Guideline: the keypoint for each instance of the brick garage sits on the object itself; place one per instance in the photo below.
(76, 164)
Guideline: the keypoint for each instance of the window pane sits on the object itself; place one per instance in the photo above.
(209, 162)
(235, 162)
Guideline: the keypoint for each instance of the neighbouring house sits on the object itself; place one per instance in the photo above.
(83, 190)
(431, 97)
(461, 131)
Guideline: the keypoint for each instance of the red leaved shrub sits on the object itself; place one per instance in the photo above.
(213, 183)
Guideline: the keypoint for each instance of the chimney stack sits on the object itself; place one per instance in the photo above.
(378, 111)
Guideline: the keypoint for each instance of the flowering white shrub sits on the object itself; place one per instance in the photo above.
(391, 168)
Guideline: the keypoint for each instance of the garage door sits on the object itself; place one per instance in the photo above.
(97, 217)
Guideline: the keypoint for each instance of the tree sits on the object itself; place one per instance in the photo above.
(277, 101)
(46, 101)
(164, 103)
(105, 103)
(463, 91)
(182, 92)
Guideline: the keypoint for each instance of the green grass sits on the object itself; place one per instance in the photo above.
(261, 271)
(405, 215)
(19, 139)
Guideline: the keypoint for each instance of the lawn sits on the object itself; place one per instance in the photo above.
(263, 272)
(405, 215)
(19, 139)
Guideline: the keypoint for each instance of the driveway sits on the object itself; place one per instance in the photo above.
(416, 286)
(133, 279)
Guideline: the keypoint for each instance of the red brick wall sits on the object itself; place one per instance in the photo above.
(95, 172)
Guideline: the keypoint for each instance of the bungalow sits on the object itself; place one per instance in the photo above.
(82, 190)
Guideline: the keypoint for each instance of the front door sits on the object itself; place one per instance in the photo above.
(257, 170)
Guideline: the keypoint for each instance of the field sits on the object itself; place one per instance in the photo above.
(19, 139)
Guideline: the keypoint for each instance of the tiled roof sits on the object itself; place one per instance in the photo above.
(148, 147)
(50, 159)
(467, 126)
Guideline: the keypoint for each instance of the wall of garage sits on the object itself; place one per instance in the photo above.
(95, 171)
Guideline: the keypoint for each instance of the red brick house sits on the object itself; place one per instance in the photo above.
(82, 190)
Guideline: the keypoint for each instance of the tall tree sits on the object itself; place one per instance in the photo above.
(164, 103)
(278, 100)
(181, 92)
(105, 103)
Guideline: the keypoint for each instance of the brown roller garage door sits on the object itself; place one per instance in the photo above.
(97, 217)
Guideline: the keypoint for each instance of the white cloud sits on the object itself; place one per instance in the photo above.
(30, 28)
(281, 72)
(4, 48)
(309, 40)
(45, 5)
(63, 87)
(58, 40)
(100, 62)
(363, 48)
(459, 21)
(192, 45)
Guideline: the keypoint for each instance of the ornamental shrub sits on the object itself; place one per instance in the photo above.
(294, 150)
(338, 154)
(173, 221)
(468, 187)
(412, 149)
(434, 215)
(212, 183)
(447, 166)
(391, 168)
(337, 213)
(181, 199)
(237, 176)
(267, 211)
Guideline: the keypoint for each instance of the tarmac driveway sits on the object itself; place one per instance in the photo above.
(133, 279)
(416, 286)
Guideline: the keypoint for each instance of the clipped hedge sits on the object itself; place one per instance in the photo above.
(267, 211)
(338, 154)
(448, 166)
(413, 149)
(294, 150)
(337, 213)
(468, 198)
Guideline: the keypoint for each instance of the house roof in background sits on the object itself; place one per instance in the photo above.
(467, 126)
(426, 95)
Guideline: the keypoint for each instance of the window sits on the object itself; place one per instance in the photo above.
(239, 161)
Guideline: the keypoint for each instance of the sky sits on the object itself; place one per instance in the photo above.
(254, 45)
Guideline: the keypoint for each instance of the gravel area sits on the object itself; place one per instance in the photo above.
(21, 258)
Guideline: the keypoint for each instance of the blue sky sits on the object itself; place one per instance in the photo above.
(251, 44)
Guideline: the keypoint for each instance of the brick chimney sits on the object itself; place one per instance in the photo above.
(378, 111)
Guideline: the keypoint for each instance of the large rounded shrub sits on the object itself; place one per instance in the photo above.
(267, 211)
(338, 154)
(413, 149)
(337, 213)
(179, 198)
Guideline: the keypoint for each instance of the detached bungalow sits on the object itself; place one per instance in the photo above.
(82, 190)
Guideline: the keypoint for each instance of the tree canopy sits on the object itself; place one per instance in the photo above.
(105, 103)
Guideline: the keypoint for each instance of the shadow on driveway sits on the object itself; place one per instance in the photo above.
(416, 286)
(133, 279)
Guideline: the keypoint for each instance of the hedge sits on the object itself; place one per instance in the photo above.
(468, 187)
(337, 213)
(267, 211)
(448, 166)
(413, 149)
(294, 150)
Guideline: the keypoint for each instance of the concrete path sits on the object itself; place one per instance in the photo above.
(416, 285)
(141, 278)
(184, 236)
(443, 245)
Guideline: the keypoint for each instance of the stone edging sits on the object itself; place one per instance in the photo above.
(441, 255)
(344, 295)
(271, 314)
- - -
■ **Short problem**:
Your task is to return the full listing exactly as it was given.

■ **Result**:
Guideline: the keypoint for each instance of the brick garage sits on the object itself; place one per instance in the photo below.
(76, 164)
Guideline: the keypoint for each instance of the window pane sits on the object itself; place one per instance in the photo above.
(209, 162)
(235, 162)
Guideline: the keypoint for each instance of the neighbouring house sits on the object itself; place one per instance in the photo above.
(83, 190)
(431, 97)
(461, 131)
Guideline: the keypoint for each instance of the red leaved shrub sits on the object itself; place one per instance in the photo above.
(213, 183)
Guideline: the keypoint for each instance of the chimney stack sits on the object itself; place one per instance in the photo above.
(378, 111)
Guideline: the keypoint for each instance of the flowering white shrub sits on the object itself; place one per instance in the photo above.
(391, 168)
Guideline: the keypoint for each instance of the garage door sits on the object itself; place one per instance in the photo above.
(97, 217)
Guideline: the keypoint for each instance of the tree sits on the object itself; place one per instance in the photo above.
(277, 101)
(46, 101)
(164, 103)
(105, 103)
(463, 91)
(182, 92)
Guideline: the keypoint for each instance of the green grass sits on the object itself; place one per instance in the photo above.
(261, 271)
(405, 215)
(19, 139)
Guideline: the keypoint for each instance of the lawn sits on the object itself; place one per instance in the photo above.
(263, 272)
(405, 215)
(19, 139)
Guideline: the keypoint for each instance of the driveway sits on the object itself; place one per instance in the photo above.
(416, 286)
(133, 279)
Guideline: the keypoint for each instance of the red brick wall sits on the object itself; place one per instance in the photo above.
(95, 172)
Guideline: the keypoint for each instance of the bungalow sits on the object itself; place one per instance in the photo above.
(82, 190)
Guideline: the keypoint for each instance of the front door sits on the object itself; place one per instance in the photo above.
(257, 170)
Guideline: the keypoint for each instance of the field sits on the object itself; place one per instance in the photo above.
(19, 139)
Guideline: the keypoint for each instance of the tiled roof sits on the object itself; place one per instance in the photo above.
(148, 147)
(50, 159)
(467, 126)
Guideline: the keypoint for each instance of the wall of garage sits on the object itself; place one per instance in the photo above.
(95, 171)
Guideline: the keypoint for each instance of the red brick house sits on the object itself; place one per instance in the photo above.
(82, 190)
Guideline: the keypoint for each instance of the tall tree sits on the object itself; place one per instance in the photo above.
(164, 103)
(278, 100)
(181, 92)
(105, 103)
Guideline: the keypoint for each instance of the brown roller garage door sits on the object itself; place one per instance in the photo above.
(97, 217)
Guideline: the keypoint for each instance of the white cloud sits on the object itself; place one per instance in the photo above.
(30, 28)
(281, 72)
(4, 48)
(309, 40)
(45, 5)
(63, 87)
(58, 40)
(100, 62)
(363, 48)
(459, 21)
(192, 45)
Guideline: the keypoint for each instance of the ornamental shrub sits on the object itself; place one per instance in the photo above.
(294, 150)
(338, 154)
(173, 221)
(468, 187)
(412, 149)
(434, 215)
(212, 183)
(447, 166)
(391, 168)
(337, 213)
(181, 199)
(237, 176)
(267, 211)
Guideline: the keypoint for each instance of the tarmac driveway sits on the object itself; place one per instance in the photo above.
(133, 279)
(416, 286)
Guideline: the keypoint for each instance of the clipped hedge sits on the object itself; place one per instance in the photo above.
(267, 211)
(338, 154)
(448, 166)
(413, 149)
(294, 150)
(337, 213)
(468, 198)
Guideline: the keypoint for each instance of the house roof in background sits on the object itself; place one per instance in the photo above.
(467, 126)
(426, 95)
Guideline: the keypoint for each instance of the window sits on the object itself; place one per instance in the photo above.
(239, 161)
Guideline: the keypoint for each instance of the sky sits on the object itself; place one per instance in the photo above.
(254, 45)
Guideline: the keypoint for each instance of the gravel area sits on the object itself; place one per instance in the photo above.
(21, 258)
Guideline: the keypoint for each instance of the blue sky sits on the object itself; place one per instance in the photo above.
(251, 44)
Guideline: the keypoint for each instance of the brick chimney sits on the object itself; place one per instance in the photo above.
(378, 111)
Guideline: the keypoint for each instance of the large rounded shrub sits on the object itself; place one per instance in the photo above.
(267, 211)
(338, 154)
(413, 149)
(337, 213)
(179, 198)
Guideline: the keypoint for each instance of the detached bungalow sits on the object itself; place one per instance in the photo above.
(82, 190)
Guideline: the keypoint for each instance of the tree canopy sits on the object itself; place one per instance in the photo above.
(105, 103)
Guideline: the keypoint for each instance of the shadow on driveway sits on the object itself; place one per instance in the photo above.
(416, 286)
(133, 279)
Guideline: the keypoint for each instance of the hedge sits on the object itself; place one per instance in the photo above.
(468, 187)
(337, 213)
(267, 211)
(448, 166)
(413, 149)
(294, 150)
Guideline: the keypoint for each instance of the concrete path sits on the object itself; place one per instance in the photo above.
(416, 285)
(141, 278)
(184, 236)
(443, 245)
Guideline: the keypoint for each instance of the stone edging sits on the object itself; place one per instance in the photo above.
(441, 255)
(344, 295)
(271, 314)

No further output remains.